%%
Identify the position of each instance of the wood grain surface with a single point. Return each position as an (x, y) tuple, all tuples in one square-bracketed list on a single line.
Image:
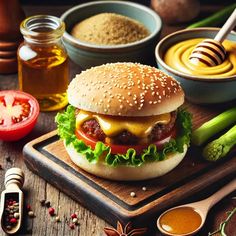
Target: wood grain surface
[(36, 189)]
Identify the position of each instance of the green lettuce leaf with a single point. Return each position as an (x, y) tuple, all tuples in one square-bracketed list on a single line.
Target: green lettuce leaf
[(66, 130)]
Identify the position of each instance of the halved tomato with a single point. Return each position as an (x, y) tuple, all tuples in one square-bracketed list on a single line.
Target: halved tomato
[(122, 149), (18, 114)]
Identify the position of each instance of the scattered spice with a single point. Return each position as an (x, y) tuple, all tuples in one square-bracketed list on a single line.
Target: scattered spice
[(47, 204), (28, 207), (126, 231), (51, 211), (75, 221), (109, 29), (8, 159), (42, 202), (144, 188), (223, 224), (72, 226), (31, 214), (11, 212), (133, 194), (73, 216)]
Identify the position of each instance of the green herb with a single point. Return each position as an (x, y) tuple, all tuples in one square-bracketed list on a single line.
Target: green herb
[(214, 126), (216, 19), (218, 148), (223, 224), (66, 130)]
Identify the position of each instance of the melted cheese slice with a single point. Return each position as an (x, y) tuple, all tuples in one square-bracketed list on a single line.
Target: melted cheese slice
[(113, 125)]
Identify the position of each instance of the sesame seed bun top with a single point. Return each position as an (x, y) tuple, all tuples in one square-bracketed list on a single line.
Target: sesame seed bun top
[(125, 89)]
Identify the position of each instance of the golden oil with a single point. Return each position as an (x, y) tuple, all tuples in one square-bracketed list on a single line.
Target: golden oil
[(43, 62)]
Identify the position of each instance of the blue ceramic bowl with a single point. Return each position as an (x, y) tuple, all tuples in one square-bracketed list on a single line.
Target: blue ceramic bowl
[(87, 55), (197, 88)]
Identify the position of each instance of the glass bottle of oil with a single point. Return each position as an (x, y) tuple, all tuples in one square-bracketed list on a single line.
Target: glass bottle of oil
[(43, 62)]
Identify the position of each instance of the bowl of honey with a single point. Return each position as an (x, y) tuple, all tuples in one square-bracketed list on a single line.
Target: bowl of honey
[(202, 84)]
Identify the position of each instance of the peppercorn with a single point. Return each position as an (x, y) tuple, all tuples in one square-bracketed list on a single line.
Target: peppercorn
[(13, 220), (31, 214), (75, 221), (42, 202), (47, 204), (51, 211), (72, 226), (28, 207), (16, 215), (73, 216)]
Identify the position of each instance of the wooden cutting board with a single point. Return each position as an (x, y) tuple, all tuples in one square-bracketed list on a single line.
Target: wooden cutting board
[(111, 200)]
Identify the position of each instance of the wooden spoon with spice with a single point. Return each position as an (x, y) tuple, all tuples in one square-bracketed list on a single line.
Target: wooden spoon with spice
[(188, 219), (211, 52), (12, 201)]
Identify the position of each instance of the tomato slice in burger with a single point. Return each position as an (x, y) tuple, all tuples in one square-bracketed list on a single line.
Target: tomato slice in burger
[(122, 149), (18, 114)]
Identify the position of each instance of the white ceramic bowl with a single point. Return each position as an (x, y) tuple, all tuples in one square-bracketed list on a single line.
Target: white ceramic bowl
[(87, 55), (197, 88)]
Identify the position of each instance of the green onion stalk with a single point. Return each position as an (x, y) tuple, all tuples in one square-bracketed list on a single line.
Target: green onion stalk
[(214, 126), (218, 148)]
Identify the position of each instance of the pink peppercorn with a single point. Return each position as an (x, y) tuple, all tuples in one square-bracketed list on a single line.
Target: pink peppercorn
[(73, 216), (13, 220), (51, 211), (72, 226)]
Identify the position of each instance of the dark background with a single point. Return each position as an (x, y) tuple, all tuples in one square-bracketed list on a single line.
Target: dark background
[(75, 2)]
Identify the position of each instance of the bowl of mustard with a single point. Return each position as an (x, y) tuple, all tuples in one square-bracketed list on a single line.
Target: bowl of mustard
[(202, 84)]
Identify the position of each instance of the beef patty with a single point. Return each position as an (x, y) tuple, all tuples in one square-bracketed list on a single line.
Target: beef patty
[(159, 131)]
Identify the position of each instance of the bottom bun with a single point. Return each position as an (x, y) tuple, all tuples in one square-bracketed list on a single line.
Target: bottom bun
[(148, 170)]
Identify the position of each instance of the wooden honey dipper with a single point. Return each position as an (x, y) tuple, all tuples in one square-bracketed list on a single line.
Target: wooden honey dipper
[(211, 52)]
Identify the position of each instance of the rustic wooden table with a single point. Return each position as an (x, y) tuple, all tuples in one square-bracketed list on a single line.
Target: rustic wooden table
[(36, 188)]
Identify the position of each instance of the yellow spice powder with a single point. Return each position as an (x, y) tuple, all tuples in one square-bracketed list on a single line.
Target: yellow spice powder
[(109, 29)]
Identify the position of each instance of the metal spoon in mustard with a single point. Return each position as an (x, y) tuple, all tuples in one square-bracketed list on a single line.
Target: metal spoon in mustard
[(188, 219)]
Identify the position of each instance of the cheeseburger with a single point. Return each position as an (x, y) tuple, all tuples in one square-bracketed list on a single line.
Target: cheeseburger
[(123, 122)]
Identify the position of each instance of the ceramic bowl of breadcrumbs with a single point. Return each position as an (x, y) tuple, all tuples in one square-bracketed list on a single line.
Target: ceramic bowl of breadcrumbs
[(111, 31)]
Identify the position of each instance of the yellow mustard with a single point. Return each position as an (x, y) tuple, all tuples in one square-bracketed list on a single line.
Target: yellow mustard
[(177, 57)]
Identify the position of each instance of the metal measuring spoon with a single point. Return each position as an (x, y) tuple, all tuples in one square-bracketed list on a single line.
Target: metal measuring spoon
[(200, 208), (211, 52), (14, 180)]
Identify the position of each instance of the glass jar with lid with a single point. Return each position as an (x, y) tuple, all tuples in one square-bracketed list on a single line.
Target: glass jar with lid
[(43, 62)]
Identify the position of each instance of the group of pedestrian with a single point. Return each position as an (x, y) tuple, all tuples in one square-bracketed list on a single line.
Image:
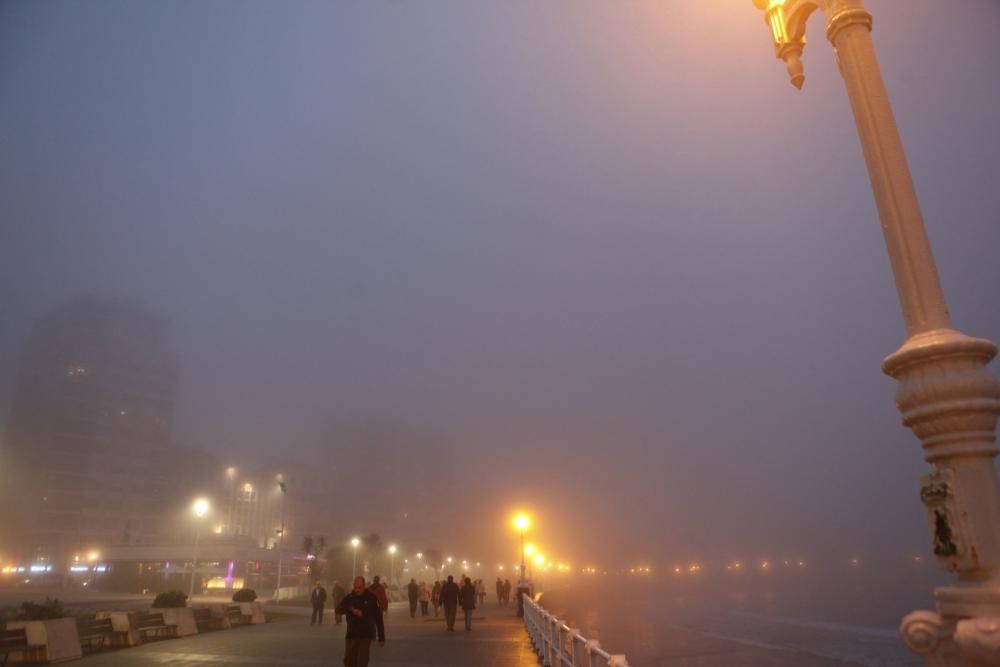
%%
* Task directions
In the data above, which lines lie between the line with "Target: tomato slice in burger" and the line with "Identify the position of each instance of the pink", inclusive? Print those lines exactly and nothing else.

* Written response
Target: tomato slice in burger
[(122, 149), (18, 114)]
Identify the position of each instance of the white ceramic bowl with a single point. Return each position as an (x, y) tuple, all tuples in one square-bracketed list on a single line.
Target: white ceramic bowl
[(87, 55), (197, 88)]
Identify the position of each instance of the green onion stalk with a single point. Return each position as an (x, y) tuple, all tuples in one square-bracketed list on a single line.
Target: green onion stalk
[(214, 126), (218, 148)]
Identify the position of each instance of the pink peppercorn with a single point. Return each position as an (x, y) tuple, all tuples in one square-bracketed list on a single line.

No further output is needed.